START AVAILABLE RECORDS

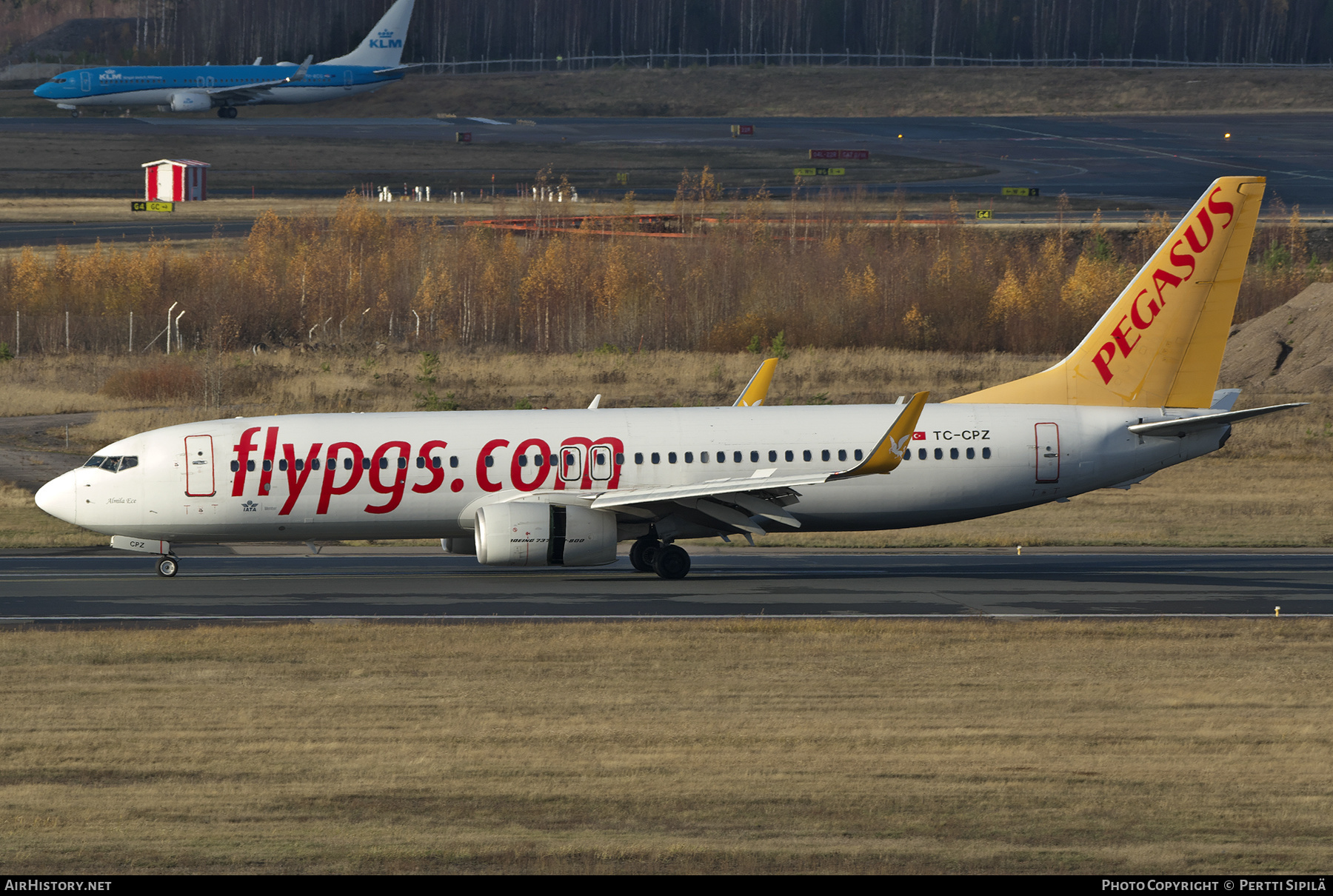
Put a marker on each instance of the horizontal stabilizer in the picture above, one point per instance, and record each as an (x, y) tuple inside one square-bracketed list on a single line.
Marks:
[(1186, 426)]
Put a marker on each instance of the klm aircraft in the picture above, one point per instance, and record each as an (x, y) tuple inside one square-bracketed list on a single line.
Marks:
[(193, 88)]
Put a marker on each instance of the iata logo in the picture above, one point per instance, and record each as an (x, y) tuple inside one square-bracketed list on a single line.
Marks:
[(1146, 310)]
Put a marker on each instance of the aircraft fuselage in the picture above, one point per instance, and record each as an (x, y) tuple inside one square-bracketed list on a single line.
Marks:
[(427, 474)]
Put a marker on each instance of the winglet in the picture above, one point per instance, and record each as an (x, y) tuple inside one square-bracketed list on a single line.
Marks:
[(299, 75), (756, 390), (888, 454)]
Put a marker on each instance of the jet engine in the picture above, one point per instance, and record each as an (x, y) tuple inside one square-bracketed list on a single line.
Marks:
[(529, 534), (190, 101)]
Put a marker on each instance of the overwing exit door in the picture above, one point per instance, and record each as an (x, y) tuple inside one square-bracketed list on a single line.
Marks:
[(571, 463), (199, 467), (1048, 452)]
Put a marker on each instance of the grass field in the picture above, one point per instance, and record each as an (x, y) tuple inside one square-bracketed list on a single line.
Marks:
[(243, 163), (812, 91), (1133, 747)]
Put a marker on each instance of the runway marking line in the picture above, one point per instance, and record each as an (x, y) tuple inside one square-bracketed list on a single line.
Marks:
[(628, 616)]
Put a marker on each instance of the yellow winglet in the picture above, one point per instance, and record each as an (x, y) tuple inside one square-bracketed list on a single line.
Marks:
[(758, 388), (888, 454)]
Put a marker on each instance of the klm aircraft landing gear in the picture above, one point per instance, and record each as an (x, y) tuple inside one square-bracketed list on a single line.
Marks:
[(644, 552), (671, 561)]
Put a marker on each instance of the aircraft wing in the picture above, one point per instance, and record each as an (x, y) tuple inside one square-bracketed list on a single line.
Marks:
[(1186, 426), (401, 68), (255, 87), (756, 390), (735, 501)]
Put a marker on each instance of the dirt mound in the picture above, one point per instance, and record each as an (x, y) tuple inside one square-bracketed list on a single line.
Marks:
[(1288, 350)]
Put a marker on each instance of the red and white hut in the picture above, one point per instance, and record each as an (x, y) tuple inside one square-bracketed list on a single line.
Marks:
[(176, 180)]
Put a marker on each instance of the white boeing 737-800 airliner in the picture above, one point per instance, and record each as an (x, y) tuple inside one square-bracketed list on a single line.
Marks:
[(198, 88), (564, 487)]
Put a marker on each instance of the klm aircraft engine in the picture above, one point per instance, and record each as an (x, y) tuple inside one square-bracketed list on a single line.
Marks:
[(190, 101)]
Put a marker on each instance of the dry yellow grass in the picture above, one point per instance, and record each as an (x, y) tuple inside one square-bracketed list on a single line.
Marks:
[(1168, 747), (23, 526)]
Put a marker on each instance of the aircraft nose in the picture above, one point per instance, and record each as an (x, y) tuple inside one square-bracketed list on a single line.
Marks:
[(58, 496)]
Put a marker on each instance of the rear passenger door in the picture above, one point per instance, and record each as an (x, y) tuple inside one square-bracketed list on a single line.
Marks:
[(1048, 452)]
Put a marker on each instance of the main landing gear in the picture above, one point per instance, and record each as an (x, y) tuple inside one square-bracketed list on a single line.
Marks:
[(666, 561)]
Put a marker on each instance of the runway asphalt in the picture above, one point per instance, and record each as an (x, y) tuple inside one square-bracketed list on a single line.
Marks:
[(50, 234), (213, 584), (1161, 159)]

END AVAILABLE RECORDS

Pull every line from all of the entries above and reproduce each one verbatim, leaving the pictures out.

Put a marker on each instance of the horizontal stabilizer in the picture above, one point per instance, and record each as an (x, y) tuple inside one square-bracketed list on a single line.
Marks:
[(1186, 426)]
Put a marker on each instance of the klm aircraft in the picture above, one point per instance, and record each as an (x, y) tuple inside one square-bracketed list on a single line.
Marks:
[(193, 88)]
Put a marker on each instance of the iata logo in the picture above, one point per instance, and record each as an (x, y) tuple inside one square-bracketed list on a single line.
Marks:
[(1146, 310)]
Put a marker on each instance of the aircraft fuselage in the picture above, one point per instance, and record each as an (x, y) tuple inside one square-bracketed list on a single line.
Marks:
[(427, 474)]
Put a marker on each instance of the winglet in the picture above, one point per instance, and record each as an (x, y) tuple inside one square-bracketed list on a single line.
Marks:
[(299, 75), (756, 390), (888, 454)]
Put a marker on each instance of the jet engine in the picture above, one point per instance, and record each as an (x, y) tuple inside one square-bracketed list on a single line.
Marks:
[(529, 534), (190, 101)]
Put a marker on each instance of the overwing exit door in the picture above, one point per instance, and record each as an (x, y) tuple inside one square-bracketed list on a single line.
Marks:
[(571, 463), (199, 467), (1048, 452)]
Put a marker on each instance of the grass field in the picture above, one point per instance, and record each as an (x, y) tuple inside one square-bracketed list on a single line.
Marks:
[(243, 163), (812, 91), (1133, 747)]
Put a marker on each instance of the runway marking line in the picture above, one point per instance, and record each as an (x, y) tuple inside one square-bracketed list on a single line.
Marks:
[(628, 616)]
Put a marker on each instance of the yellow winglet in the picture above, one point per instance, and record each as an (x, y) tuple inside one square-bracketed list on a single line.
Marks:
[(758, 388), (888, 454)]
Put a marker on each instance of the klm aircraft landing gear in the picture above, one point per instance, and record each as an (x, y) tuple inside one square-bracketed list on a single line.
Marks:
[(644, 552), (671, 561)]
Put a marker on each instance of the aircraft wing in the picture above, one point per instance, and record each as an (x, y) tuple inside one square-bracketed list on a single line.
Marks:
[(1186, 426), (401, 68), (255, 87), (756, 390), (735, 501)]
Put a marker on each instance of the dirt mound in the picture above, one point per instance, and record each as an (x, y) tuple inside one square-bracketed list on a single line.
Marks:
[(1288, 350)]
Put a marker on each instance of the red and white hut in the picture above, one point per instance, and record each as an (x, y) tuple inside one square-bracketed list on a single line.
Marks:
[(176, 180)]
Put a marker on each instance of the white boeing 737-800 airliner in the picture above, one point per instance, and record each as an (x, y) tuple inside one square-bracketed list on a single line.
Marks:
[(198, 88), (564, 487)]
Put a marker on each instance of the klm aircraft engine in the picture above, one point per instance, and record each as an (x, y) tuple inside one square-bracketed list on a single line.
Marks:
[(190, 101)]
Put a marker on each instance of the dry yellow grass in the picture above, one point per instance, and record each as an (x, y) tuple inside one square-bracketed list on a single line.
Marks:
[(1168, 747), (23, 526)]
Put a marker on each instance of the aircraft nose in the picture above, one point per instance, and record each as an (x, y) tuple inside one square-bracketed list on a single line.
Marks:
[(58, 496)]
Put a marker on each instance of the rear passenger door in the picture above, one point per instance, and record each as an (x, y) tuple inside one square-bracketed list on a single line.
Marks:
[(1048, 452)]
Put a marker on each instance of the main landing gear in the picture above, one point per instance, and record each as an (x, y) tuple inside one square-bracketed list on a single line.
Marks:
[(666, 561)]
Put a marker on each instance of the runway asphalt in the picture above, one point per instance, and record each as an (x, y) tuple inside one square-bracketed list on a single line.
Marks:
[(50, 234), (213, 584), (1161, 159)]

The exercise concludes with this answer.